Reading passage >>
DROP TYPE PAL_DT_SCORING_DATA_T;

CREATE TYPE PAL_DT_SCORING_DATA_T AS TABLE(

ID INTEGER,

ATTRIBUTE1 DOUBLE,

ATTRIBUTE2 DOUBLE,

ATTRIBUTE3 varchar(100)

);

DROP TABLE ZPREDICTED_MODEL;

CREATE COLUMN TABLE ZPREDICTED_MODEL(

ID integer not null primary key generated by default as IDENTITY,

MODEL varchar(5000)

);

DROP TYPE PAL_DT_SCORING_TREEMODEL_T;

CREATE TYPE PAL_DT_SCORING_TREEMODEL_T AS TABLE(

  "ID" INTEGER,

  "MODEL" VARCHAR(5000)

);

DROP TYPE PAL_CONTROL_T;

CREATE TYPE PAL_CONTROL_T AS TABLE(

  "NAME" VARCHAR(100),

  "INTARGS" INTEGER,

  "DOUBLEARGS" DOUBLE,

  "STRINGARGS" VARCHAR(100)

Required actions >>
a) Please say whether each statement agrees with the SQL script above, answering yes or no and quoting the script's deciding words: (i) the ID column of ZPREDICTED_MODEL is generated by default as an identity; (ii) ATTRIBUTE3 in PAL_DT_SCORING_DATA_T is declared as DOUBLE; (iii) ZPREDICTED_MODEL is created as a column table.
b) Print the part of the SQL script that begins at the words "ATTRIBUTE3 varchar(100)" and stops after "MODEL varchar(5000)".

Listed entries >>
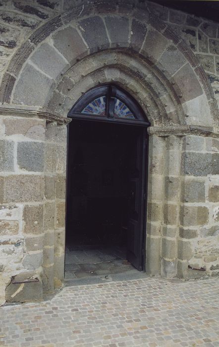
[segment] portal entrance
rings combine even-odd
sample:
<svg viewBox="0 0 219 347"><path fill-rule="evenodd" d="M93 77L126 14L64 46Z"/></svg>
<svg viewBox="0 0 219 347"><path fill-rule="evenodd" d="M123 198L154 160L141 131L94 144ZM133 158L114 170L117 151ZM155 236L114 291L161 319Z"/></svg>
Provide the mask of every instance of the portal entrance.
<svg viewBox="0 0 219 347"><path fill-rule="evenodd" d="M97 101L106 105L107 97ZM115 108L119 103L113 101ZM69 125L65 276L69 278L132 267L141 271L145 264L146 126L142 121L127 124L114 117L103 121L90 114L87 118L96 105L81 104L82 114L74 113ZM104 107L100 107L101 116ZM135 119L128 110L127 119Z"/></svg>

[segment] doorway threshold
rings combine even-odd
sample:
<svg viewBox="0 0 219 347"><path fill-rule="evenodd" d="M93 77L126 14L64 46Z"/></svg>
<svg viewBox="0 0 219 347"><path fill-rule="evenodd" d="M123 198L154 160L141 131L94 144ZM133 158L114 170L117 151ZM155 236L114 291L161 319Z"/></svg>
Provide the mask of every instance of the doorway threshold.
<svg viewBox="0 0 219 347"><path fill-rule="evenodd" d="M79 248L66 247L66 286L98 284L148 277L127 261L122 248L99 246L92 248L81 246Z"/></svg>

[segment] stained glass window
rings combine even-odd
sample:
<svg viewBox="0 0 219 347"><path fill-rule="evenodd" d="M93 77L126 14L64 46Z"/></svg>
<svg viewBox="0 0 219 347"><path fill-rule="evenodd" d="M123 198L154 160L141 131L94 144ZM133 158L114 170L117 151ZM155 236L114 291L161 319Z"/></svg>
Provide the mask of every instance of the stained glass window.
<svg viewBox="0 0 219 347"><path fill-rule="evenodd" d="M132 119L135 118L133 113L122 101L116 98L113 98L113 99L114 116ZM82 113L85 114L106 116L106 97L100 96L88 104L83 110Z"/></svg>
<svg viewBox="0 0 219 347"><path fill-rule="evenodd" d="M106 116L106 96L100 96L88 104L82 113Z"/></svg>

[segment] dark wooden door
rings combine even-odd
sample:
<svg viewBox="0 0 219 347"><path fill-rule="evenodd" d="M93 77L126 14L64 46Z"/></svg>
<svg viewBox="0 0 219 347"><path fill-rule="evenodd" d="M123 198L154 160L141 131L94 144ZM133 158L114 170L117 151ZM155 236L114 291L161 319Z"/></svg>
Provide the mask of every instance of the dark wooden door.
<svg viewBox="0 0 219 347"><path fill-rule="evenodd" d="M145 215L146 130L140 129L131 141L129 162L127 260L138 270L143 269L144 226Z"/></svg>

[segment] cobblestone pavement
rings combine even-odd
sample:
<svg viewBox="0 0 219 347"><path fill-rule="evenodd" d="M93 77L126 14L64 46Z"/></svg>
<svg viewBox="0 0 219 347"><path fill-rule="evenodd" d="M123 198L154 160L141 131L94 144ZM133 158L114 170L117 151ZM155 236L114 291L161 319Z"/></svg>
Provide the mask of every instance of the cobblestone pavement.
<svg viewBox="0 0 219 347"><path fill-rule="evenodd" d="M155 278L64 288L0 308L0 346L219 346L219 281Z"/></svg>

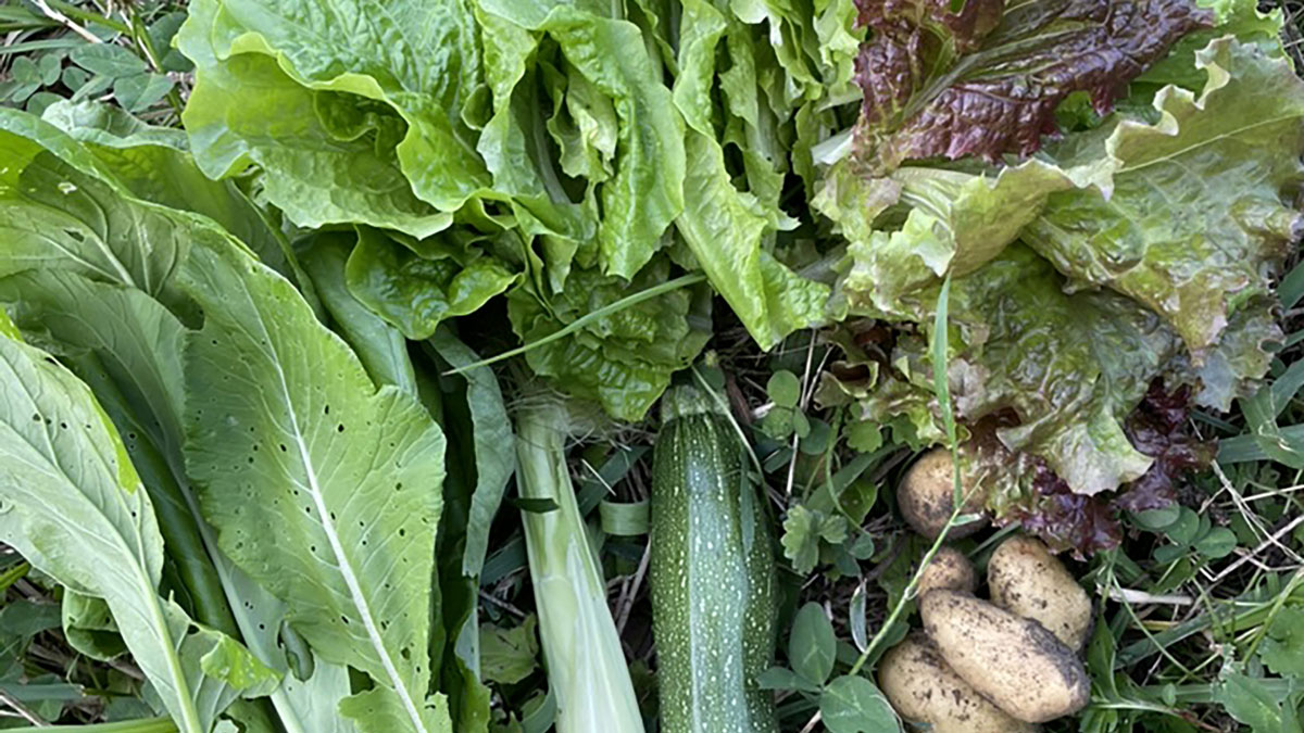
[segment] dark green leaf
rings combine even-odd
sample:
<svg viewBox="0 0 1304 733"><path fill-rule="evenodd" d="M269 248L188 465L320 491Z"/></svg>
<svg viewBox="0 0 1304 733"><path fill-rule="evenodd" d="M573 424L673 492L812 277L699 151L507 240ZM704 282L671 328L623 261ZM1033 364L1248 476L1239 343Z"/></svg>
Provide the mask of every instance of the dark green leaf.
<svg viewBox="0 0 1304 733"><path fill-rule="evenodd" d="M829 682L819 698L829 733L888 733L900 730L888 699L865 677L844 676Z"/></svg>
<svg viewBox="0 0 1304 733"><path fill-rule="evenodd" d="M816 603L808 603L797 612L793 631L788 639L788 661L793 672L806 680L823 685L833 672L837 653L837 636L833 625L824 616L824 609Z"/></svg>

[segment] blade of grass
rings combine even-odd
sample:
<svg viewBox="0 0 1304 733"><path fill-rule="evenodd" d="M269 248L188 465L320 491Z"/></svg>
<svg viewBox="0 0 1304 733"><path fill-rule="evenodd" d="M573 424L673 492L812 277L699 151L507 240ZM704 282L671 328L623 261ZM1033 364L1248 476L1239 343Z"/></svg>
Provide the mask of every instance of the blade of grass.
<svg viewBox="0 0 1304 733"><path fill-rule="evenodd" d="M692 273L692 274L689 274L689 275L681 275L681 277L678 277L678 278L675 278L673 280L666 280L666 282L664 282L664 283L661 283L659 286L649 287L649 288L639 291L639 292L636 292L634 295L627 295L627 296L617 300L615 303L612 303L610 305L604 305L602 308L599 308L597 310L593 310L591 313L585 313L580 318L576 318L576 320L571 321L566 326L563 326L563 327L561 327L561 329L558 329L558 330L548 334L546 337L544 337L544 338L541 338L539 340L535 340L535 342L531 342L531 343L527 343L527 344L522 344L522 346L519 346L516 348L505 351L505 352L502 352L499 355L490 356L488 359L481 359L480 361L476 361L473 364L467 364L464 366L458 366L456 369L449 369L443 374L445 376L460 374L463 372L469 372L471 369L475 369L477 366L488 366L490 364L497 364L498 361L502 361L503 359L511 359L512 356L519 356L519 355L526 353L527 351L531 351L533 348L539 348L539 347L541 347L544 344L549 344L549 343L552 343L554 340L563 339L563 338L574 334L575 331L583 329L584 326L588 326L589 323L592 323L592 322L595 322L595 321L597 321L600 318L606 318L608 316L610 316L613 313L619 313L621 310L625 310L626 308L630 308L631 305L638 305L639 303L643 303L644 300L653 299L653 297L656 297L659 295L662 295L662 293L666 293L666 292L670 292L670 291L674 291L674 290L679 290L682 287L695 286L695 284L698 284L700 282L705 282L705 279L707 279L707 277L704 274L702 274L702 273Z"/></svg>
<svg viewBox="0 0 1304 733"><path fill-rule="evenodd" d="M938 533L938 539L932 541L932 546L928 552L923 553L923 558L919 560L919 566L910 576L910 583L905 587L905 592L901 593L901 599L897 600L896 605L892 606L892 613L888 614L883 626L879 627L870 643L865 646L865 651L857 657L855 664L852 665L848 674L858 674L865 664L871 659L876 659L879 647L883 646L884 639L888 638L888 633L900 621L901 614L905 612L905 606L914 597L915 590L919 587L919 578L923 575L923 569L932 562L934 556L941 549L941 545L947 541L947 535L951 533L951 528L960 523L961 513L964 511L964 488L960 481L960 446L956 440L956 416L951 408L951 385L947 383L947 326L948 307L951 299L951 275L941 283L941 292L938 293L938 313L932 322L932 390L938 398L938 406L941 411L941 424L947 434L947 443L951 449L951 462L953 466L953 486L955 492L953 500L955 506L952 507L951 516L947 523L941 527L941 532Z"/></svg>

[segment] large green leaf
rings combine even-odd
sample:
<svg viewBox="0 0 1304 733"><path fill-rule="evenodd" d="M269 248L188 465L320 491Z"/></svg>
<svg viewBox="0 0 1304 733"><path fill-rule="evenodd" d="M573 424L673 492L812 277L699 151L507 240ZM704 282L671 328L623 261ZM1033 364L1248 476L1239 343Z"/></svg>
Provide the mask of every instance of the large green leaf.
<svg viewBox="0 0 1304 733"><path fill-rule="evenodd" d="M213 219L265 263L305 287L286 236L233 181L209 180L196 167L185 151L184 132L146 125L98 102L59 102L42 119L82 141L136 198Z"/></svg>
<svg viewBox="0 0 1304 733"><path fill-rule="evenodd" d="M205 733L276 676L158 595L163 539L126 449L90 390L44 352L0 338L4 541L64 586L103 599L180 729Z"/></svg>
<svg viewBox="0 0 1304 733"><path fill-rule="evenodd" d="M426 693L438 426L411 395L377 391L248 256L196 248L183 277L203 309L186 344L186 466L218 544L323 659L376 680L340 703L359 729L450 730Z"/></svg>
<svg viewBox="0 0 1304 733"><path fill-rule="evenodd" d="M614 172L597 194L602 207L597 241L604 273L632 278L661 248L662 233L683 209L685 175L683 121L639 27L605 17L612 8L600 3L482 0L480 5L546 34L566 63L614 107Z"/></svg>
<svg viewBox="0 0 1304 733"><path fill-rule="evenodd" d="M321 232L301 249L304 267L335 329L353 347L372 381L416 394L416 374L403 334L348 291L344 269L356 243L352 232Z"/></svg>
<svg viewBox="0 0 1304 733"><path fill-rule="evenodd" d="M765 250L767 235L786 223L776 220L751 192L734 188L725 167L711 121L711 86L716 46L726 27L724 16L711 5L686 7L674 98L690 128L685 140L689 163L685 209L675 226L711 284L756 343L771 348L792 331L820 322L828 288L803 280ZM755 83L748 91L755 107Z"/></svg>
<svg viewBox="0 0 1304 733"><path fill-rule="evenodd" d="M518 279L492 254L459 257L466 248L442 244L426 240L422 249L442 252L422 257L383 232L360 230L346 270L349 292L403 335L421 340L441 321L475 313Z"/></svg>
<svg viewBox="0 0 1304 733"><path fill-rule="evenodd" d="M468 22L456 1L193 3L177 40L196 63L184 123L200 167L257 163L301 226L447 227L489 183L454 116L476 83Z"/></svg>
<svg viewBox="0 0 1304 733"><path fill-rule="evenodd" d="M116 119L120 124L125 121ZM4 117L7 125L20 125L26 121L21 113ZM21 128L17 128L21 129ZM113 128L120 129L120 128ZM149 128L147 132L156 132ZM181 232L177 241L220 240L211 222L189 217L181 211L168 211L149 207L136 201L120 179L111 175L124 171L112 164L95 149L94 158L82 155L83 147L68 142L64 136L50 128L31 127L34 140L42 146L56 151L64 160L80 166L78 175L95 180L102 196L95 201L106 211L147 210L151 215L172 219L172 226ZM87 129L82 128L82 133ZM94 136L93 136L94 137ZM94 137L100 140L100 137ZM107 140L107 138L106 138ZM123 160L132 159L132 146L158 146L153 137L141 134L113 137L113 145L124 149ZM107 145L107 142L106 142ZM0 149L8 153L9 149ZM44 157L30 160L48 166ZM102 166L100 166L102 164ZM193 179L194 171L186 172L183 159L173 159L177 170L155 171L162 179L173 173L183 179ZM126 170L132 170L126 167ZM68 167L64 172L73 171ZM90 179L90 176L96 176ZM150 181L150 171L134 170L140 185L133 190L159 190L167 187ZM133 180L133 179L128 179ZM201 193L192 190L189 196L200 200ZM27 196L21 202L12 202L8 211L17 206L44 207L59 210L63 206L73 213L93 211L82 206L74 196L57 188L27 188ZM89 217L87 217L89 218ZM91 219L96 222L98 219ZM136 230L150 235L154 231L171 233L171 228ZM190 490L189 479L184 472L181 455L183 432L181 410L184 383L181 374L181 350L185 329L181 322L147 292L128 287L140 282L140 260L133 258L130 241L126 237L112 239L115 247L123 248L121 258L115 249L106 247L95 252L110 267L85 267L85 257L76 249L56 249L61 258L42 260L22 258L22 249L10 250L0 257L0 269L5 271L23 269L22 273L0 279L0 301L8 301L18 323L34 338L48 342L60 353L67 352L70 366L95 391L96 399L119 428L126 436L125 446L133 464L141 473L154 501L159 516L160 531L166 540L170 558L180 567L186 579L188 591L194 596L197 613L214 626L230 627L233 617L249 648L269 666L287 672L286 653L279 648L278 634L284 618L284 606L265 590L248 579L218 549L211 531L200 520L198 502ZM145 239L141 244L150 244ZM227 247L235 247L227 244ZM175 250L163 249L171 257ZM173 263L179 266L179 263ZM33 269L37 267L37 269ZM103 273L125 273L126 277L104 283L96 282ZM172 273L175 274L175 271ZM166 287L163 287L166 286ZM171 290L172 283L160 283L158 290ZM216 587L214 584L216 583ZM226 601L220 596L226 596ZM74 597L69 593L68 597ZM317 660L318 673L306 681L286 676L283 685L271 693L282 725L289 733L348 733L352 725L342 719L336 707L342 698L349 694L347 670Z"/></svg>
<svg viewBox="0 0 1304 733"><path fill-rule="evenodd" d="M511 327L527 344L536 342L632 292L665 283L669 270L669 261L659 257L629 284L576 270L546 305L519 287L507 297ZM670 374L691 364L711 338L709 300L703 295L674 290L602 318L587 318L578 331L531 348L526 361L567 394L595 400L614 417L642 419L670 385Z"/></svg>
<svg viewBox="0 0 1304 733"><path fill-rule="evenodd" d="M436 331L430 346L456 369L479 361L476 353L447 330ZM489 528L502 503L507 481L516 471L516 454L512 450L511 423L507 420L502 389L493 370L476 366L463 372L463 377L467 381L467 411L472 424L476 486L471 498L462 571L477 578L489 549Z"/></svg>

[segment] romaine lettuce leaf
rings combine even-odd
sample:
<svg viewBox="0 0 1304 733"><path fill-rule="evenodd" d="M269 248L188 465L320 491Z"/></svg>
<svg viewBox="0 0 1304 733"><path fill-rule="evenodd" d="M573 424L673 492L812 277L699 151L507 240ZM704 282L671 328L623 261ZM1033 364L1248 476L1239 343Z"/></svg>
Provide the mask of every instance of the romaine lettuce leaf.
<svg viewBox="0 0 1304 733"><path fill-rule="evenodd" d="M511 327L524 343L536 342L666 282L669 273L669 260L659 257L629 283L576 270L556 296L519 287L507 297ZM670 374L691 364L709 338L709 293L679 288L591 320L571 335L527 351L526 363L567 394L597 402L617 419L639 420L670 385Z"/></svg>
<svg viewBox="0 0 1304 733"><path fill-rule="evenodd" d="M300 226L428 236L490 183L458 116L482 85L463 3L200 0L177 42L196 64L183 121L200 167L257 163Z"/></svg>

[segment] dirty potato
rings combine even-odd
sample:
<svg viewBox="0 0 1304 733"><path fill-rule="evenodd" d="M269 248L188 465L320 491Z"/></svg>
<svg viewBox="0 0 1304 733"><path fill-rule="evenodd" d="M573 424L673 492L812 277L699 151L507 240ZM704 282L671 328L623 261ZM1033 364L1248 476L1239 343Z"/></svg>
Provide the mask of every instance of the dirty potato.
<svg viewBox="0 0 1304 733"><path fill-rule="evenodd" d="M934 733L1031 733L1035 725L1009 717L947 666L921 633L892 647L879 663L879 689L897 713L932 725Z"/></svg>
<svg viewBox="0 0 1304 733"><path fill-rule="evenodd" d="M930 540L941 533L941 528L947 524L951 510L955 507L953 481L951 451L940 447L923 454L906 471L897 488L897 505L901 507L901 515L915 532ZM982 511L983 502L977 492L971 492L971 486L964 486L962 490L969 497L965 502L965 511ZM977 532L983 524L986 524L985 520L957 524L951 528L947 536L951 539L964 537Z"/></svg>
<svg viewBox="0 0 1304 733"><path fill-rule="evenodd" d="M951 669L1012 717L1045 723L1088 703L1086 669L1041 623L960 591L928 592L919 614Z"/></svg>
<svg viewBox="0 0 1304 733"><path fill-rule="evenodd" d="M1064 565L1033 537L1001 543L987 563L991 603L1031 618L1077 651L1091 633L1091 599Z"/></svg>
<svg viewBox="0 0 1304 733"><path fill-rule="evenodd" d="M971 593L978 590L978 574L969 558L956 548L944 546L919 574L917 595L940 588Z"/></svg>

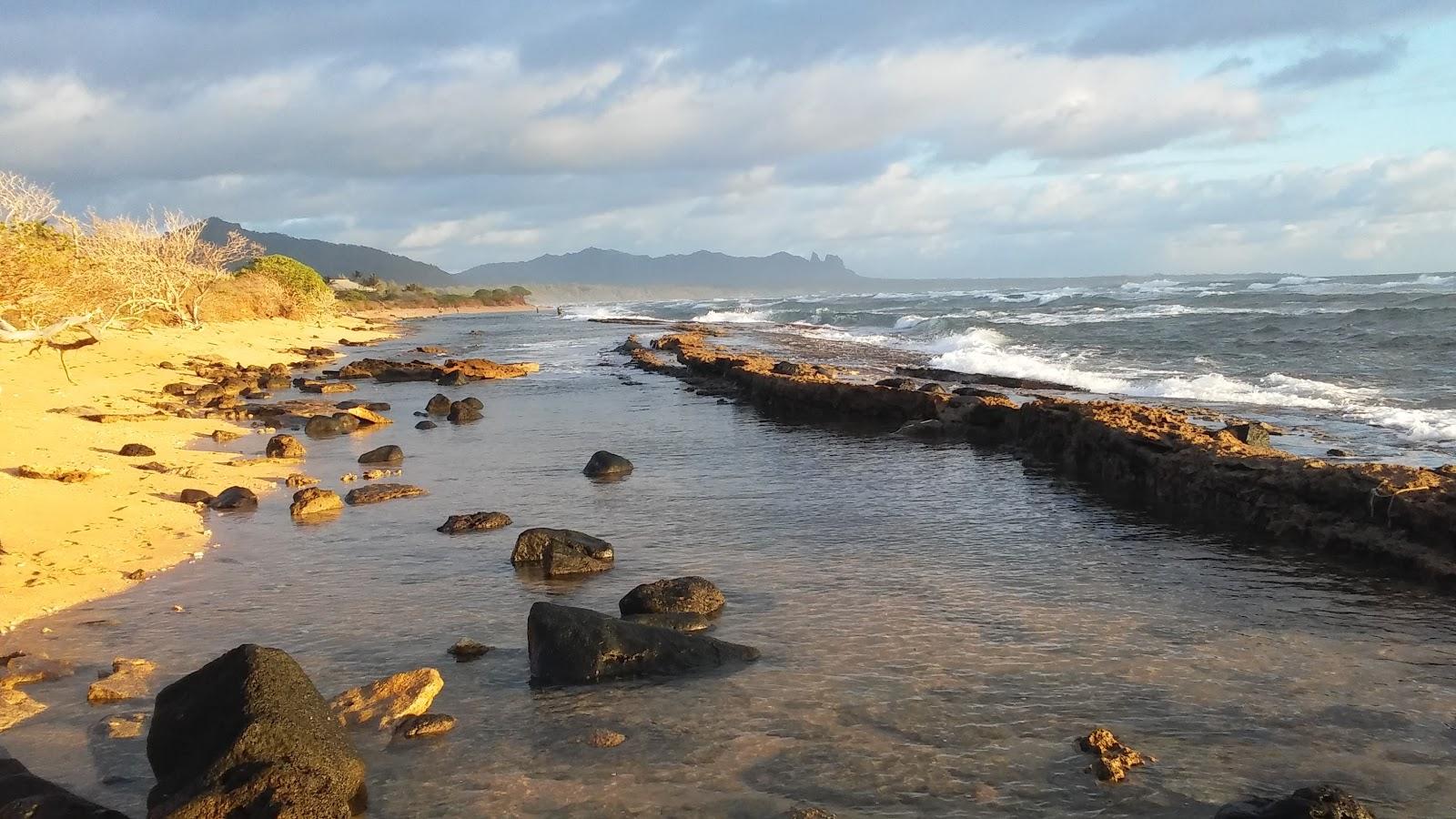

Answer list >>
a)
(i) Yes: "ID integer not null primary key generated by default as IDENTITY"
(ii) No: "ATTRIBUTE3 varchar(100)"
(iii) Yes: "CREATE COLUMN TABLE ZPREDICTED_MODEL("

b)
ATTRIBUTE3 varchar(100)

);

DROP TABLE ZPREDICTED_MODEL;

CREATE COLUMN TABLE ZPREDICTED_MODEL(

ID integer not null primary key generated by default as IDENTITY,

MODEL varchar(5000)